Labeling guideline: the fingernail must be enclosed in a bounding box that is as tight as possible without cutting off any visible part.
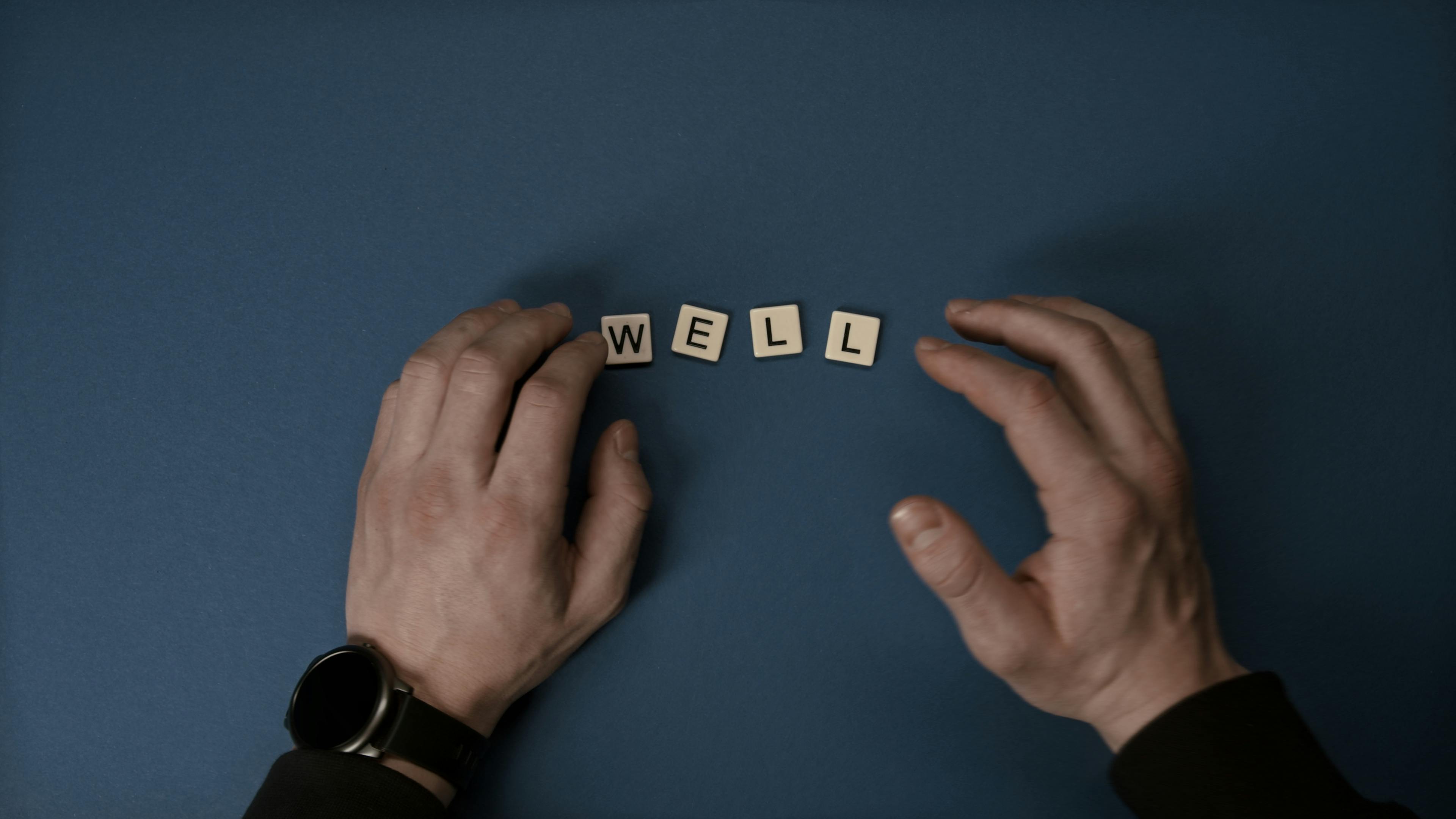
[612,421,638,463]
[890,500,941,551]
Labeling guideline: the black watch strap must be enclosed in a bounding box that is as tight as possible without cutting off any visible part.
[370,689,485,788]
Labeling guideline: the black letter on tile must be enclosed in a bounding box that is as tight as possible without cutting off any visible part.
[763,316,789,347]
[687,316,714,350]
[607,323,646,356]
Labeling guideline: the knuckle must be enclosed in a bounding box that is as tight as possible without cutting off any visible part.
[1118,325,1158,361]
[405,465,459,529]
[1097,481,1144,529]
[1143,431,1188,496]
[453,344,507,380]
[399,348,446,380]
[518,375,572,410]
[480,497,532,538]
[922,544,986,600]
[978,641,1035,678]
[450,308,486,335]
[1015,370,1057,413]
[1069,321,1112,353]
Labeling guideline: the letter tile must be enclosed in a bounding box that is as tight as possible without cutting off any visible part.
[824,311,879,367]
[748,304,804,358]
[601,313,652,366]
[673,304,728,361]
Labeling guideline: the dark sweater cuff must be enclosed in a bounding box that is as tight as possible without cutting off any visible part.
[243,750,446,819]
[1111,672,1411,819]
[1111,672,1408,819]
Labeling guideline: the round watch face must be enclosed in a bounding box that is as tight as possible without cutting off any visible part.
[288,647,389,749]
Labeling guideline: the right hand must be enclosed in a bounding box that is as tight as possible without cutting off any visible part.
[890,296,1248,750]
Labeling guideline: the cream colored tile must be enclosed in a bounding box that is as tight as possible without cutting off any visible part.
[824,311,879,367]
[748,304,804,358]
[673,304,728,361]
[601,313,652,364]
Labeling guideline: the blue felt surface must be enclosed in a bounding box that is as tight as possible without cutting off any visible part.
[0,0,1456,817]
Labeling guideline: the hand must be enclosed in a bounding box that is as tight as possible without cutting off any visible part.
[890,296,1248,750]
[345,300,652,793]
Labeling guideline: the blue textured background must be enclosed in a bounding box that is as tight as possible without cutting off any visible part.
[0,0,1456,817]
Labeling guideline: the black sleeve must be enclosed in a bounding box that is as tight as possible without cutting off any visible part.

━━━━━━━━━━━━━━━━

*Exercise details*.
Reproduce only the lines above starting at the one containing "Labeling guideline: the dark" and ending at the one containing "[345,300,652,793]". Leave the text lines unchanged and raise every bounding box coordinate by 49.

*Complete response*.
Labeling guideline: the dark sweater cuff must be enclosed in a bounding box that is as tight as possible without cutting off any visible part.
[292,799,495,868]
[1160,721,1460,868]
[1160,721,1457,868]
Labeling guideline: the round watch face must be enclosed in a bounding box that is as tight as possible without cutting off any visible part.
[337,696,438,798]
Labeling guideline: the right hand must be enclosed in a bounding box that is as tight as possible without cutting off any visible part.
[939,345,1297,799]
Labeling guideline: the cream colored tile must be enclosed in a bounding box that is as tight as possible without cutting off any visible part.
[873,360,928,416]
[797,353,853,407]
[722,353,777,410]
[650,362,701,413]
Labeling guideline: the blue felt surface must be enclosed in a bounding box that is as tight as possible without cutting off any visible part.
[49,49,1505,866]
Labeling guideline: the hand must be enclosed in a bounding box that is as tight as possible without cutting off any visible part.
[939,345,1297,799]
[394,349,701,842]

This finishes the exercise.